**Document segment:**
=== Section Start ===

- The Washington Times - Monday, January 3, 2005

In one of those cruel ironies history burdens us with from time to time, that unspeakable tragedy in South Asia — a powerful earthquake combined with a deadly tsunami — occurred 32 years after another earthquake devastated another part of the world and bred a hero — a baseball player.

This latest quake has created a chance for new heroes: other baseball players and stars from other sports as well.

It was Dec. 23, 1972, when an earthquake measuring 6.3 on the Richter scale struck Managua, Nicaragua, leaving a quarter-million people homeless. Roberto Clemente, then one of the brightest stars in baseball, stepped forward and became a leader and a hero.

Clemente never was the type to stand by when others faced a crisis. He once said, “Any time you have an opportunity to make things better and you don’t, then you are wasting your time on this Earth.”

For Clemente, this was just such an opportunity. He was willing to risk his life and his career as one of the greatest players in baseball to fly to the aid of the victims of that earthquake. He had just reached one of baseball’s milestones — his 3,000th hit — in his last time at bat in the 1972 season. He got the hit, a double off Jon Matlack of the New York Mets, on Sept. 30.

=== Section End ===

**Task instructions:**
[1] In the Roberto Clemente article, rewrite the passage between "For Clemente, this" and "on Sept. 30.", inclusive, renaming "victims" as "survivors".
[2] According to the Roberto Clemente article, what did the 1972 earthquake that struck Managua measure on the Richter scale?
[3] Say whether each statement agrees with the Roberto Clemente article, answering yes or no and quoting the deciding words: (a) Clemente's 3,000th hit was a double off Jon Matlack of the New York Mets. (b) The Managua earthquake left a million people homeless. (c) Clemente got his 3,000th hit in the first game of the 1972 season.

**Records shown:**
=== Section Start ===

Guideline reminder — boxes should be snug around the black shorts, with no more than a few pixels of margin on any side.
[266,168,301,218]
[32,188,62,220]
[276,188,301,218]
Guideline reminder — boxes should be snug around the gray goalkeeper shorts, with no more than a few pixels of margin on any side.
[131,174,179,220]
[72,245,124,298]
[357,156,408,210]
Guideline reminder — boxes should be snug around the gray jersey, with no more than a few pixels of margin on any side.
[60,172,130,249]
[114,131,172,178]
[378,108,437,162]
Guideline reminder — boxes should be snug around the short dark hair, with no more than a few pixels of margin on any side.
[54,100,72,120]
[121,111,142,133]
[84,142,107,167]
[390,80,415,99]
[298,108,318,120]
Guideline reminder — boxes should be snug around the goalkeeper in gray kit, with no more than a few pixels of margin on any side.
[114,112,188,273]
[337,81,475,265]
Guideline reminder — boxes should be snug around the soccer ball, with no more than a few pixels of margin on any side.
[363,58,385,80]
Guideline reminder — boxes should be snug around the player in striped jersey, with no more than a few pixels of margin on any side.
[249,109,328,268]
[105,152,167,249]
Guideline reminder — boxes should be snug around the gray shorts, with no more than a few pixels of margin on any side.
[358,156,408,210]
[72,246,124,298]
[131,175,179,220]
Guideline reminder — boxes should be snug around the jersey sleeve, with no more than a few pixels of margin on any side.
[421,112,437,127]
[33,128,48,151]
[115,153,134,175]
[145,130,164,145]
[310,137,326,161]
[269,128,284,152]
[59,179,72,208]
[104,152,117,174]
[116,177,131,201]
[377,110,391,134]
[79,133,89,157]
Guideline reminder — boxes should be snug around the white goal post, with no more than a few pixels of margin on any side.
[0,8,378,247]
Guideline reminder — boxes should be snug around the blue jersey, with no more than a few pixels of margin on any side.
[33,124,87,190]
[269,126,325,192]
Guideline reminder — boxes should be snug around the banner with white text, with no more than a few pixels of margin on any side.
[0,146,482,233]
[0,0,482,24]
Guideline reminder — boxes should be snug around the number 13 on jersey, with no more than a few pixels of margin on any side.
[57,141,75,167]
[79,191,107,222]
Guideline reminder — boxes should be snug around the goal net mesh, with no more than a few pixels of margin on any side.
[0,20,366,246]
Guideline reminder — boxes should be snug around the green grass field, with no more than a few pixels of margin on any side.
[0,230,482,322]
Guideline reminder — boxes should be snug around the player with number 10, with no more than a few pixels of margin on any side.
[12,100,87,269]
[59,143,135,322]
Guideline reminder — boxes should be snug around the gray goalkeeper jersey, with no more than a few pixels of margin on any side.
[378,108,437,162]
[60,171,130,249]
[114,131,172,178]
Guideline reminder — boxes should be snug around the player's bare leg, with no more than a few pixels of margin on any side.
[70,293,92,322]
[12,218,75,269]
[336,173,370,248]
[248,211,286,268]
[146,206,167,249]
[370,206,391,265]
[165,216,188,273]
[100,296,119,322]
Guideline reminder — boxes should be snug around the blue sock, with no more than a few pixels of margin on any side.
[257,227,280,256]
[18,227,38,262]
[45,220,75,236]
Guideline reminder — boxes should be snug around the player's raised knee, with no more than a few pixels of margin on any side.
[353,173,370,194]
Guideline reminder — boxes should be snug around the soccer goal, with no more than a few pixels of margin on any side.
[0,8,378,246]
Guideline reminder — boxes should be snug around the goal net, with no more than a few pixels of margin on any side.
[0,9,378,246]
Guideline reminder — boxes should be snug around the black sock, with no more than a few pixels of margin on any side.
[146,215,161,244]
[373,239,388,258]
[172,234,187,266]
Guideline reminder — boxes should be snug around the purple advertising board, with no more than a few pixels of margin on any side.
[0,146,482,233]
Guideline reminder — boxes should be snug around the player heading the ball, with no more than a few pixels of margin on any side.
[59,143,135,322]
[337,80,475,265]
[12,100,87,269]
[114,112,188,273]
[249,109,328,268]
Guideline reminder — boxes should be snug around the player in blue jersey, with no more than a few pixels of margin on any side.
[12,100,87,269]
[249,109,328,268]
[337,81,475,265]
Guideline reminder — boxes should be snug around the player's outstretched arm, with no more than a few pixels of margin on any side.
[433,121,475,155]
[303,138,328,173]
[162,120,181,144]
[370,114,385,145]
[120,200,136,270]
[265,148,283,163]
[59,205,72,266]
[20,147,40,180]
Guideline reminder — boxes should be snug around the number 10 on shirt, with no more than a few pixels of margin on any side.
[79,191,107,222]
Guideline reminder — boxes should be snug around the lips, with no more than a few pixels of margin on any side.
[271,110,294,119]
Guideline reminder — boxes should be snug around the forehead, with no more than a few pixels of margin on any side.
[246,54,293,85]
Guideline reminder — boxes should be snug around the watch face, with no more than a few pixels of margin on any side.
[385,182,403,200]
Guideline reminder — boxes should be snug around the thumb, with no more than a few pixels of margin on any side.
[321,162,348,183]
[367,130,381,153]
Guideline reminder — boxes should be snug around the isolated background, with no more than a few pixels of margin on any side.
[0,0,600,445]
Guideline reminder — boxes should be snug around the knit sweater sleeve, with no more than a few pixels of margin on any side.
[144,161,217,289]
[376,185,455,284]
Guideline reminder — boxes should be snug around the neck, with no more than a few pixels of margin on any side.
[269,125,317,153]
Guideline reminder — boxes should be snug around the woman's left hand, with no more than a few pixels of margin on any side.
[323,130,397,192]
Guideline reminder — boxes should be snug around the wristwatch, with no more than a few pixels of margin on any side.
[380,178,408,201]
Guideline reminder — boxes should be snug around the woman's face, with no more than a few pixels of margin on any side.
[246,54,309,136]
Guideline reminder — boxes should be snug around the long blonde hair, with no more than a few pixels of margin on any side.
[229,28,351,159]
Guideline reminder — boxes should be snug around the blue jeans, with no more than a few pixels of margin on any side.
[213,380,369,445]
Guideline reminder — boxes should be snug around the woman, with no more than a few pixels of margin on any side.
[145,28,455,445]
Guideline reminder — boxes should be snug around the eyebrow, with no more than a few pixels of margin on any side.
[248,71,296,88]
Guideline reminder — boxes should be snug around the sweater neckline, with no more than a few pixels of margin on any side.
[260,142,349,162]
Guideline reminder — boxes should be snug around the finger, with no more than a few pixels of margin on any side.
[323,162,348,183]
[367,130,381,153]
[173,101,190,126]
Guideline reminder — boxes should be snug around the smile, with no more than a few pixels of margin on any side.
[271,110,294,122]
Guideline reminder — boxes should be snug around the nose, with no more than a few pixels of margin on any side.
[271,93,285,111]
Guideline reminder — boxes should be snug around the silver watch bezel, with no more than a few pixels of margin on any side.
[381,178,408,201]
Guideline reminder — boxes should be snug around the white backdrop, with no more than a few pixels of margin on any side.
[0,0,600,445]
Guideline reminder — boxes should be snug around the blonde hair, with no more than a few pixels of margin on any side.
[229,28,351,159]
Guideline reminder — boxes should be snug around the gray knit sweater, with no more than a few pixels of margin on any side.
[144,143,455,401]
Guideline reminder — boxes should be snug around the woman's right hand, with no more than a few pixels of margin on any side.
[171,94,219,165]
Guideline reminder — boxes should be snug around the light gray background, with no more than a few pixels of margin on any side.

=== Section End ===

**Outputs for the tasks:**
[1]
For Clemente, this was just such an opportunity. He was willing to risk his life and his career as one of the greatest players in baseball to fly to the aid of the survivors of that earthquake. He had just reached one of baseball’s milestones — his 3,000th hit — in his last time at bat in the 1972 season. He got the hit, a double off Jon Matlack of the New York Mets, on Sept. 30.

[2] It measured 6.3 on the Richter scale.

[3]
(a) Yes: "He got the hit, a double off Jon Matlack of the New York Mets, on Sept. 30."
(b) No: "leaving a quarter-million people homeless"
(c) No: "in his last time at bat in the 1972 season"